Copy every entry below word for word, leaving the pictures out of your copy.

[Point placement records]
-- Begin --
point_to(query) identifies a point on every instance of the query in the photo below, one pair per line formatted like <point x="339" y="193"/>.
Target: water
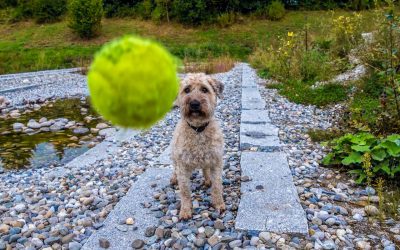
<point x="20" y="150"/>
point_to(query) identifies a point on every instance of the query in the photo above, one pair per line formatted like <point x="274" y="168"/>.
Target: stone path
<point x="269" y="201"/>
<point x="115" y="231"/>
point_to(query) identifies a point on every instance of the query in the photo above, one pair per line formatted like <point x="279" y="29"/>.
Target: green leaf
<point x="392" y="148"/>
<point x="354" y="157"/>
<point x="361" y="178"/>
<point x="386" y="169"/>
<point x="360" y="148"/>
<point x="378" y="154"/>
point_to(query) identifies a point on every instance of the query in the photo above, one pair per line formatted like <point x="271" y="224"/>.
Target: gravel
-- End --
* Reply to the exercise
point_to(query) identifies a point on every instance of the query in the photo below, one pair per line formatted like <point x="339" y="193"/>.
Target: water
<point x="20" y="150"/>
point_to(query) identifies a point on every instance of the query in the photo above, one pair per line formatted like <point x="274" y="168"/>.
Target: stone path
<point x="269" y="201"/>
<point x="115" y="231"/>
point_to(query) identifies a point on every instance of the query in the photo above, one pair per line formatted like <point x="279" y="29"/>.
Target: green leaf
<point x="392" y="148"/>
<point x="354" y="157"/>
<point x="361" y="178"/>
<point x="386" y="169"/>
<point x="360" y="148"/>
<point x="378" y="154"/>
point_to(query) identifies a point on every instance of the query in the photo above, one pair per line formatted like <point x="271" y="224"/>.
Target: gravel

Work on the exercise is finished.